▶ The exercise: Rewrite the listing from its beginning through the line containing "(261, 1034)", inclusive, and scale each answer coordinate by 0.55, rounding to the nearest whole number with halves rounded up. Leave every other line unchanged.

▶ Data records:
>>>

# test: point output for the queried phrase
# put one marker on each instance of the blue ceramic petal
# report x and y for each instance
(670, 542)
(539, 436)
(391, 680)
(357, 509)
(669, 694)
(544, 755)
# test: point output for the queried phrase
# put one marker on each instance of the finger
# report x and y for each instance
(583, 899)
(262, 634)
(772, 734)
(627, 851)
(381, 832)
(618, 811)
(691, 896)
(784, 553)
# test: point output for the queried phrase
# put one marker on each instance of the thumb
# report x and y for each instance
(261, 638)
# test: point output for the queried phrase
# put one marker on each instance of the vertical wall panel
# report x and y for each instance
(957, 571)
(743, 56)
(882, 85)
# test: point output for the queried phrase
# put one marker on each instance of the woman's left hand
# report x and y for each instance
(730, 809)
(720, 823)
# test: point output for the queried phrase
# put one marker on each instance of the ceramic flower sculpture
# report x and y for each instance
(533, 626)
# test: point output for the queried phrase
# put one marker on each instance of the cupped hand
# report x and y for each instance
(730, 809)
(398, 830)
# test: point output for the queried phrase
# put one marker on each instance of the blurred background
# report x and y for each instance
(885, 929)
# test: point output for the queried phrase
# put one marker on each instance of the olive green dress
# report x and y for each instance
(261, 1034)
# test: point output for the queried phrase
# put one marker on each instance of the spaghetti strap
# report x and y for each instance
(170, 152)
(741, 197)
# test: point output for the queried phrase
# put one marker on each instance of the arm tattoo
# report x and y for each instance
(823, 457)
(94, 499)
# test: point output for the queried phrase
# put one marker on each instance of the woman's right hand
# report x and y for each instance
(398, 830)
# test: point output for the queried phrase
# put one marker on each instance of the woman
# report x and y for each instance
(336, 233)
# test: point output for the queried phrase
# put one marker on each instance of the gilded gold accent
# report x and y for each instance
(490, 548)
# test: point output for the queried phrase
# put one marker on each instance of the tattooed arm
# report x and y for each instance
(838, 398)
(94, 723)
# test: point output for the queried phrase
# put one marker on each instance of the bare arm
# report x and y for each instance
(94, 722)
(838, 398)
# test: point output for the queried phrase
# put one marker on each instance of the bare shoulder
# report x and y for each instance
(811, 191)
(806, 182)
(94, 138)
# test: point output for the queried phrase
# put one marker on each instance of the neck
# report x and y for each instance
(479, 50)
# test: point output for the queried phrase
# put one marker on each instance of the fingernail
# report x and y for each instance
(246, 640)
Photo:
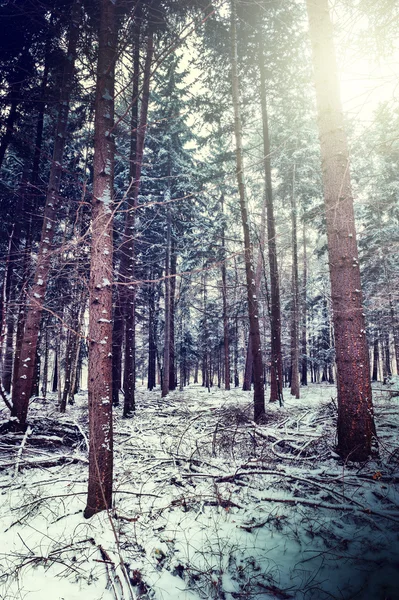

<<<

▶ Response for this exercise:
# test: point output for the queried phrase
# put one marker on each instance of the blue ceramic petal
# report x and y for each instance
(369, 298)
(296, 240)
(215, 374)
(196, 280)
(368, 382)
(299, 415)
# test: point output for the queried phrase
# put one marker on each instance of the finger
# report x and y for each instance
(321, 494)
(144, 349)
(425, 404)
(345, 468)
(210, 458)
(340, 446)
(380, 493)
(431, 304)
# test: point output for the queried phrase
# put one marker on each instance of the thumb
# report x and y for each instance
(144, 351)
# test: point output for the queried phrase
# put one marker on each instance of the vertical wall panel
# report x and y for each instance
(526, 314)
(409, 31)
(485, 47)
# test: point output for the queried phrase
# put one marker on each instance of the woman's left hand
# report x and y for each instance
(402, 445)
(396, 453)
# test: point output for the queried phrase
# put one marker on each instance of the ceramic flower sculpture
# report x and y for each instance
(293, 344)
# test: point output for the queried phrase
# put one marker on each instance of the cupped hand
# report x and y for each instance
(402, 445)
(219, 457)
# test: point output for the queried phrase
# put one marker on each instance of the blurred background
# report x and y for each instance
(487, 511)
# test: point output for the queried phrase
# put one marker on each instance of the olive green dress
# report x and y for each instance
(144, 569)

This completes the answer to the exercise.